Exercise:
According to the text below on share transfers in a Polish sp. z o.o., please state the form in which the share purchase agreement must be concluded.
— Start of Excerpted text —
Shares in a Polish limited liability company (spółka z ograniczoną odpowiedzialnością, sp. z o.o.) are generally transferable, but their transfer is subject to specific legal requirements and often restrictions. The articles of association of the sp. z o.o. often require the company's consent for the transfer of shares. This consent is usually granted by the management board or the general meeting of shareholders. The transfer process typically involves notifying the company of the intended sale with details such as the number of shares, price, and buyer information. Existing shareholders frequently have a preemptive right to purchase shares before they are sold to a third party. This right must be respected unless waived, and it can affect the transferability of shares.
The share purchase agreement for shares in a Polish sp. z o.o. must comply with specific legal and procedural requirements under Polish law, particularly the Polish Commercial Companies Code. It must be concluded in writing with notarized signatures or in the form of a notarial deed. This is a mandatory legal requirement under Article 180 § 1 of the Polish Commercial Companies Code.
Below is a brief overview of how such an agreement should look like:
Key content and structure of the share purchase agreement:
Subject of the agreement
- Number and nominal value of shares being sold.
- Total purchase price for the shares and payment terms (e.g., full payment upon signing or installments).
- Declaration that the shares are free from encumbrances and legal defects.
Consent and preemptive rights
- Confirmation that the company’s consent to the share transfer has been obtained if required by the company's articles of association or statutory provisions.
- Description of the procedure followed to obtain the company’s consent, including which corporate body gave the consent (management board, shareholders’ meeting, etc.) and any resolution references.
- Statement regarding the right of first refusal (preemption right) of existing shareholders, if applicable, and how it was exercised or waived.
Transfer of title
- Specification of the moment when ownership of the shares is transferred to the buyer (e.g., upon signing or after full payment).
Representations and warranties
- Seller’s warranties about the company’s financial and legal status, including absence of liabilities, ongoing proceedings, or arrears related to the company.
- Buyer’s declaration of awareness of the company’s articles of association and acceptance of rights and obligations as a shareholder.
— End of Excerpted text —
— Start of Items —
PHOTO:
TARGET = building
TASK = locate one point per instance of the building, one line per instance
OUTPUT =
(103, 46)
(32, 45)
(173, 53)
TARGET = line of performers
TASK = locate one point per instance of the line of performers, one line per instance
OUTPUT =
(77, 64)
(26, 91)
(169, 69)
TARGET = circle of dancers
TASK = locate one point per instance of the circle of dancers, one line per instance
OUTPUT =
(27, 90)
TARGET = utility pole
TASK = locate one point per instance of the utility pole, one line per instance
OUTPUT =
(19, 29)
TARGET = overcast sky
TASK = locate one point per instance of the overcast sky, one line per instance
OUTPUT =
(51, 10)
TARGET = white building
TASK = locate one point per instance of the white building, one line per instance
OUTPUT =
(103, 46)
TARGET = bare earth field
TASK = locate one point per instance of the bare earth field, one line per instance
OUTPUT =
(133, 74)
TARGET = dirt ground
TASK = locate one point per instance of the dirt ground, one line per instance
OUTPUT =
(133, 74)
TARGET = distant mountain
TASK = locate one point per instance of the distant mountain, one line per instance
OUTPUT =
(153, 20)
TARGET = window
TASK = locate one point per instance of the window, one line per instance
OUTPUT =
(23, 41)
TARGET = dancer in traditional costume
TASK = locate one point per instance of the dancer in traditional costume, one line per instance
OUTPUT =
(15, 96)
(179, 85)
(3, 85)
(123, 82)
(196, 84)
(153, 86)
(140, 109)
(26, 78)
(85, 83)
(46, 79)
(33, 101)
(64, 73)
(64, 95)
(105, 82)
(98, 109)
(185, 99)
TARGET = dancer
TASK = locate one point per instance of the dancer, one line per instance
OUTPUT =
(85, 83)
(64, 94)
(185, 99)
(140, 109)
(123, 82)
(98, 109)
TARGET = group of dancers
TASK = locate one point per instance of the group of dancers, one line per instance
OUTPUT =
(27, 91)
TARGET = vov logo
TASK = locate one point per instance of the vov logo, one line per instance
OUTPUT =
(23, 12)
— End of Items —
Answer for this exercise:
It must be concluded in writing with notarized signatures or in the form of a notarial deed.